Entries taken from a collection:
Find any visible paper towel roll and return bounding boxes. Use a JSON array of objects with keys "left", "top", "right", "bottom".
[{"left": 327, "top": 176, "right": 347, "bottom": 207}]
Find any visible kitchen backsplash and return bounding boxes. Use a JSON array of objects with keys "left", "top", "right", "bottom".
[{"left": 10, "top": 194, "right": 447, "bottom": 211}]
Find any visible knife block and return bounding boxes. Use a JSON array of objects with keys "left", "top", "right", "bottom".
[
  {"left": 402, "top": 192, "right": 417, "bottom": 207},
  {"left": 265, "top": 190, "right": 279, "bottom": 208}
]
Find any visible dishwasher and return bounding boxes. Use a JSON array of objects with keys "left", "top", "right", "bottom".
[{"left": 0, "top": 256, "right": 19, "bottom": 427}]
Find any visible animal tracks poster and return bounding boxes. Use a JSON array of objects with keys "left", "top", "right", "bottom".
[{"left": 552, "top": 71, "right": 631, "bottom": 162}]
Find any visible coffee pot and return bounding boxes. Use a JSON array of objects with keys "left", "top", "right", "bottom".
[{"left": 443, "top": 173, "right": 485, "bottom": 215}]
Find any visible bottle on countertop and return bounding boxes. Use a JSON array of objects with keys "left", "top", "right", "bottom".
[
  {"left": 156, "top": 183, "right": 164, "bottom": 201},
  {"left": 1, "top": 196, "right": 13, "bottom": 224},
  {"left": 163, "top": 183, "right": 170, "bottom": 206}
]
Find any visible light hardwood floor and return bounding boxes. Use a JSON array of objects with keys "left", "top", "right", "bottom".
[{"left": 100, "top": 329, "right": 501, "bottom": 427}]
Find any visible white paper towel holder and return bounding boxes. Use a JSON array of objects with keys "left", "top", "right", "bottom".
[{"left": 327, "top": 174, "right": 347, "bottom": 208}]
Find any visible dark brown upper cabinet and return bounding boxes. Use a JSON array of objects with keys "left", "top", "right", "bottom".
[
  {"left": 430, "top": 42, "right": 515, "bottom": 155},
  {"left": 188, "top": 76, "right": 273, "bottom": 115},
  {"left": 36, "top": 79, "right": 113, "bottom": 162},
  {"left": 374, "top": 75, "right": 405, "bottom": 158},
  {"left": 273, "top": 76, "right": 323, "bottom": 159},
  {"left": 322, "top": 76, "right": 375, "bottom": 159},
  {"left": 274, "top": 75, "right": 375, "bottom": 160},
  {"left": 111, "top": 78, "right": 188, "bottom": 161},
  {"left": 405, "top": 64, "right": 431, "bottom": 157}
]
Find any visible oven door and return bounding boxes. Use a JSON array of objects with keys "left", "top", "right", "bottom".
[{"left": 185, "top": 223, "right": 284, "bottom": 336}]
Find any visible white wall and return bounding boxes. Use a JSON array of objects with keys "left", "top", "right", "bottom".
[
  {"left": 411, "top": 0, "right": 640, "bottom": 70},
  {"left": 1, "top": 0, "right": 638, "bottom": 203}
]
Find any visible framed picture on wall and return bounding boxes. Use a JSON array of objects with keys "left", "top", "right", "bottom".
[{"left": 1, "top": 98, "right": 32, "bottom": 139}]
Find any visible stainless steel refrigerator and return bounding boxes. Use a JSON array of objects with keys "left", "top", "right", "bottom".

◆ **What to work on**: Line by line, repeat the data exactly.

◆ **Solution to this exercise**:
Find any visible paper towel roll and return bounding boxes. Use a JSON array of objects with keys "left", "top", "right", "bottom".
[{"left": 327, "top": 176, "right": 347, "bottom": 207}]
Find any visible kitchen backsplash and return bounding boxes. Use a JSON array of objects with keys "left", "top", "right", "bottom".
[{"left": 10, "top": 194, "right": 447, "bottom": 211}]
Find any visible knife block and return bounding boxes. Use a JSON array of objects with keys "left", "top", "right", "bottom".
[
  {"left": 402, "top": 192, "right": 417, "bottom": 207},
  {"left": 265, "top": 190, "right": 279, "bottom": 208}
]
Find any visible dishwasher and return bounding boxes. Use a JSON array of objects with keys "left", "top", "right", "bottom".
[{"left": 0, "top": 256, "right": 19, "bottom": 427}]
Find any visible animal tracks poster and return bounding boxes. Use a JSON array of objects with keys "left", "top", "right", "bottom".
[{"left": 552, "top": 71, "right": 631, "bottom": 162}]
Find any visible coffee pot and return bounding boxes. Use a JSON array of objects with keys "left", "top", "right", "bottom".
[{"left": 443, "top": 173, "right": 485, "bottom": 215}]
Find any visible bottle on countertop and return bounding boxes. Use a JSON array of objects with keys "left", "top", "right", "bottom".
[
  {"left": 156, "top": 183, "right": 164, "bottom": 201},
  {"left": 1, "top": 196, "right": 13, "bottom": 224},
  {"left": 163, "top": 183, "right": 170, "bottom": 206}
]
Find any visible light hardwood floor and return bounding boxes. Use a JSON array of objects with keys "left", "top", "right", "bottom".
[{"left": 100, "top": 329, "right": 501, "bottom": 427}]
Find any visible white paper towel holder and return bounding boxes. Use a JSON array of objects with keys "left", "top", "right", "bottom".
[{"left": 327, "top": 174, "right": 347, "bottom": 208}]
Find any visible dark brown upper cabinet and return bounding boxes. Use a JSON array of objects with keys "left", "top", "right", "bottom".
[
  {"left": 430, "top": 42, "right": 515, "bottom": 155},
  {"left": 188, "top": 76, "right": 273, "bottom": 115},
  {"left": 36, "top": 79, "right": 113, "bottom": 162},
  {"left": 374, "top": 75, "right": 405, "bottom": 158},
  {"left": 273, "top": 76, "right": 323, "bottom": 159},
  {"left": 322, "top": 76, "right": 375, "bottom": 159},
  {"left": 274, "top": 75, "right": 375, "bottom": 160},
  {"left": 111, "top": 78, "right": 188, "bottom": 161},
  {"left": 405, "top": 64, "right": 431, "bottom": 157}
]
Find any visible oven door and return bounding boxes. Use a JSON array of objects with keys "left", "top", "right", "bottom".
[{"left": 185, "top": 223, "right": 284, "bottom": 336}]
Find any visible white wall and return bounding boxes. Use a JSON array of objects with keys "left", "top", "right", "bottom".
[
  {"left": 411, "top": 0, "right": 640, "bottom": 70},
  {"left": 1, "top": 0, "right": 638, "bottom": 203}
]
Find any visible framed picture on wall and return bounding boxes. Use a JSON array of objects with keys "left", "top", "right", "bottom".
[{"left": 1, "top": 98, "right": 32, "bottom": 139}]
Find any visible stainless steel refrigerator and return bounding boxes. Use a JSON array of objects with keys "left", "top", "right", "bottom".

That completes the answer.